- [Your goal]:
Set down exactly the lines from the one containing "Crop-scouting request: mark the red star" through the end of the records below, both included, and nothing else.

- [Records for this exercise]:

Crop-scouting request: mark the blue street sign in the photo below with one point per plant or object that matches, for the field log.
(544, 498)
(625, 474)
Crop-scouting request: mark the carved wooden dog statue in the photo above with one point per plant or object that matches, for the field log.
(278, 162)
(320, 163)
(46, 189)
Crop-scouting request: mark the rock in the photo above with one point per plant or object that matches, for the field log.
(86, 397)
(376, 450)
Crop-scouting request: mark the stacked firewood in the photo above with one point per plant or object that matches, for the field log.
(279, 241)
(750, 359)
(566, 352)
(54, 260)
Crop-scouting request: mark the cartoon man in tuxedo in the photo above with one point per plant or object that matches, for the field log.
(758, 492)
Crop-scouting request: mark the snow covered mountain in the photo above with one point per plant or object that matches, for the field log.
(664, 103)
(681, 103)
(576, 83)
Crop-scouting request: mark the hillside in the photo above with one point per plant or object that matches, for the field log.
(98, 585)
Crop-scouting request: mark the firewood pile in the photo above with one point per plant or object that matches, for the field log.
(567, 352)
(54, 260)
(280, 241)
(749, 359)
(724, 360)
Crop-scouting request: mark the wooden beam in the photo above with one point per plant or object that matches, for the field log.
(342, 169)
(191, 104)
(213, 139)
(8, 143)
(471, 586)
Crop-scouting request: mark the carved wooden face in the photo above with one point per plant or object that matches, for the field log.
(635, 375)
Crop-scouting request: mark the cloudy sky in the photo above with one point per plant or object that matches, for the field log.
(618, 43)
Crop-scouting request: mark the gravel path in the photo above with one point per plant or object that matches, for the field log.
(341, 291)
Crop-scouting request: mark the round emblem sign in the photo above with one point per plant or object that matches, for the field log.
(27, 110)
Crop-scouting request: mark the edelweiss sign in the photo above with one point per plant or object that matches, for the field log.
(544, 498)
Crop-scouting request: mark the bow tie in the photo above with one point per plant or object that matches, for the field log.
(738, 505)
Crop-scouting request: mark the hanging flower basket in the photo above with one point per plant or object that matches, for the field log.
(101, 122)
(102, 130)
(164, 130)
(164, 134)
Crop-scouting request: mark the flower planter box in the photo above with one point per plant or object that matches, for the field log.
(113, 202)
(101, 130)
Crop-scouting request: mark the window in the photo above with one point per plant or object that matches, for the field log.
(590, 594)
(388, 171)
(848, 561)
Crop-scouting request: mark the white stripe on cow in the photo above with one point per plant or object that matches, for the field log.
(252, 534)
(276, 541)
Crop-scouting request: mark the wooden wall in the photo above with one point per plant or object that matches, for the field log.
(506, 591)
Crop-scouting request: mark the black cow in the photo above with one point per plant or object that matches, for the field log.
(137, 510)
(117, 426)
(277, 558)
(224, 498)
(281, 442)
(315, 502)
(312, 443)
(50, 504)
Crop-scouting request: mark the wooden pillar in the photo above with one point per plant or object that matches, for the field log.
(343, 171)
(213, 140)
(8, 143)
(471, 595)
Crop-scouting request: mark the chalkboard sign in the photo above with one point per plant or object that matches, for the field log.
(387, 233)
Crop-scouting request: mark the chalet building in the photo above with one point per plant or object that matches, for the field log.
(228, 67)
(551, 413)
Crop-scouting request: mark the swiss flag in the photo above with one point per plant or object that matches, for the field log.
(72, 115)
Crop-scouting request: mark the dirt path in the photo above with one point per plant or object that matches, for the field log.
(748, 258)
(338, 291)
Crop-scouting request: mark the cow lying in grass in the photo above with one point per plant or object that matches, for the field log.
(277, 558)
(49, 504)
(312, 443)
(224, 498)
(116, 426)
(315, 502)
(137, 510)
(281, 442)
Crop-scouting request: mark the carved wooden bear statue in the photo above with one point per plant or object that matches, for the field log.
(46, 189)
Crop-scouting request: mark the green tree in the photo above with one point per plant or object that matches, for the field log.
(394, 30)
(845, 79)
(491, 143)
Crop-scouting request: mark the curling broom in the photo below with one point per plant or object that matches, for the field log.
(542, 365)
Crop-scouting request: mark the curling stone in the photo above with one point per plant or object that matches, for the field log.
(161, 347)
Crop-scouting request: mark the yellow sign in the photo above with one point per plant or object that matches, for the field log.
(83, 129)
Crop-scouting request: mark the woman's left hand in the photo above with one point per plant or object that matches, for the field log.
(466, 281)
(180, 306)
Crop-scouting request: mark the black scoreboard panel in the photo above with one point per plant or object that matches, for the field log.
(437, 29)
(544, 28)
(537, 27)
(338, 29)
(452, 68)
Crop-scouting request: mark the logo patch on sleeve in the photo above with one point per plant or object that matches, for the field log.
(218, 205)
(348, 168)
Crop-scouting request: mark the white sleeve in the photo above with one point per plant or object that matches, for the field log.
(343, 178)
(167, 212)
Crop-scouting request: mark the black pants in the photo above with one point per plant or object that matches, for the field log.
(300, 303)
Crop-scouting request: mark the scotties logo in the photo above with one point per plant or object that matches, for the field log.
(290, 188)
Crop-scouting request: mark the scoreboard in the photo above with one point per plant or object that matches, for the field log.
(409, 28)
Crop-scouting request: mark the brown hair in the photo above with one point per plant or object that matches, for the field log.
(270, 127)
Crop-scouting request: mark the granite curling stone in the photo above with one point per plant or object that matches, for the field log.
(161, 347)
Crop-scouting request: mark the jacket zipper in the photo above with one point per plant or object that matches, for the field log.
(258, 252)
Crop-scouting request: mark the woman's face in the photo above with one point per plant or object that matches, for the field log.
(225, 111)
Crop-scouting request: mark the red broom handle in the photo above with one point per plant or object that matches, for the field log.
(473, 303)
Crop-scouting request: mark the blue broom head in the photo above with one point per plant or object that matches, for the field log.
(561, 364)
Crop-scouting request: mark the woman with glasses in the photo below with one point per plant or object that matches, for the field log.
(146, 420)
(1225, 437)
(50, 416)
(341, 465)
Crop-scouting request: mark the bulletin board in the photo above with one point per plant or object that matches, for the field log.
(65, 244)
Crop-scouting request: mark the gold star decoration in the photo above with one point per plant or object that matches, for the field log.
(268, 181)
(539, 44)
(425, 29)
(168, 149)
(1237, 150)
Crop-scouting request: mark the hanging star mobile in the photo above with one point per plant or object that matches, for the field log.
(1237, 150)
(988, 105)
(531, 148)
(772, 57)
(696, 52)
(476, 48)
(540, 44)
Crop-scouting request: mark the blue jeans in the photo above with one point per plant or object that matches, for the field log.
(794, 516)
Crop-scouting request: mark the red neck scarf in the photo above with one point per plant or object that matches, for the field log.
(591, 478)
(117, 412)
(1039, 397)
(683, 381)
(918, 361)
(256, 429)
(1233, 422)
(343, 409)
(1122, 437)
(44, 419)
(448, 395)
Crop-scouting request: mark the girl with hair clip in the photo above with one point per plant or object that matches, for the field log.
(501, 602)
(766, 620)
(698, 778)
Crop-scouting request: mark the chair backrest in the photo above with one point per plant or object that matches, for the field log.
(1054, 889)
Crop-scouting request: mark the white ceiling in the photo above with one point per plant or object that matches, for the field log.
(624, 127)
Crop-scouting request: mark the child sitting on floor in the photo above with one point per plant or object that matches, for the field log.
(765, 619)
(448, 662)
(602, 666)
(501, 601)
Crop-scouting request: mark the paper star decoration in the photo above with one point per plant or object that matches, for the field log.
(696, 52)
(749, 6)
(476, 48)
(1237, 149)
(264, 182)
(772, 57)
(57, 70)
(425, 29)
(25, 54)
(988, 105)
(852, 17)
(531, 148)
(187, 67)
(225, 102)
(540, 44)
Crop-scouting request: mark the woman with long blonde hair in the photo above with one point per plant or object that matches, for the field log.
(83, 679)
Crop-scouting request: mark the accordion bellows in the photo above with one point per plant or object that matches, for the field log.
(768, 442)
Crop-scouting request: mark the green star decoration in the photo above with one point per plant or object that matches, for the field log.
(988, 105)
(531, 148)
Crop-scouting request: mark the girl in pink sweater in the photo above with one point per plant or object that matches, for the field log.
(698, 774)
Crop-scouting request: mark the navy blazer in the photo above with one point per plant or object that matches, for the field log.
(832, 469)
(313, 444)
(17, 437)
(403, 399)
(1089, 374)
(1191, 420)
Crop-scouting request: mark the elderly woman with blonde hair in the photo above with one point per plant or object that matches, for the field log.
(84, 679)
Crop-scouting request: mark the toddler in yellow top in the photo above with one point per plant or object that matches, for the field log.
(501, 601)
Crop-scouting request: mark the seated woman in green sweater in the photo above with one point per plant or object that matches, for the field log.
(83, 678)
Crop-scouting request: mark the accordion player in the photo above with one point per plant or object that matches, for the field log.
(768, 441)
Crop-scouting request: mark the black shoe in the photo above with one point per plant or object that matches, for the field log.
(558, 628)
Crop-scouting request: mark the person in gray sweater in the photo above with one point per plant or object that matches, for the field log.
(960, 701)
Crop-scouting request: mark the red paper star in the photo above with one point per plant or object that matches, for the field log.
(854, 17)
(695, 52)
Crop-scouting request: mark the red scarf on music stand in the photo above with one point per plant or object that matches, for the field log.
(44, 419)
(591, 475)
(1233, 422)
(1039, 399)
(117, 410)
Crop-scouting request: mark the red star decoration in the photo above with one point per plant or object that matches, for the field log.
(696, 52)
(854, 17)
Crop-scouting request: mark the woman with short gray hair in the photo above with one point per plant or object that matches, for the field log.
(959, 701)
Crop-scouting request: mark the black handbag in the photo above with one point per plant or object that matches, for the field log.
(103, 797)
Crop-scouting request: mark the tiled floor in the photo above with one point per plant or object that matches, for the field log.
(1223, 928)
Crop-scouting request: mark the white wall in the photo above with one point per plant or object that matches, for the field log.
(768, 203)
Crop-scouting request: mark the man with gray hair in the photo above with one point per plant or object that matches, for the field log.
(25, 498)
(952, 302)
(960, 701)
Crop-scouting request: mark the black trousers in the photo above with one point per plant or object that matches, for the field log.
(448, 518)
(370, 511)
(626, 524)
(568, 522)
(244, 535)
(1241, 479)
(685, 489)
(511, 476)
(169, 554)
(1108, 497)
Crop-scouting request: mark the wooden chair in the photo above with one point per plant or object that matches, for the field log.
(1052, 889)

- [Answer to the task]:
Crop-scouting request: mark the red star decoration in the photo above with one point per plant or object that matches, for the field log.
(696, 52)
(854, 17)
Crop-scouting request: mark the woman with short gray hair in the photo above with one point per plant or object that matches, for the field log.
(959, 701)
Crop-scouting request: mark the black handbag in the photo above with one point per plant or object that matches, for the field log.
(103, 797)
Crop-scouting request: mark the tiled floor in the photo above with one point per plant or object that matches, for the field log.
(1223, 928)
Crop-scouting request: mark the white wall in the photo above with one point per plant or object that matches, for the field log.
(768, 203)
Crop-scouting request: mark the man with gray hair in the photo above with one point per plant or object that matches, for the field log.
(25, 498)
(952, 302)
(960, 701)
Crop-scouting request: mark the black trousers in the photo above with one point per plant or object that matches, for the field log.
(448, 518)
(370, 511)
(626, 524)
(568, 522)
(244, 535)
(1241, 479)
(685, 489)
(511, 476)
(169, 554)
(1108, 497)
Crop-scouting request: mark the wooden chair in the photo above with one point per plant or object that matches, for the field log.
(1052, 889)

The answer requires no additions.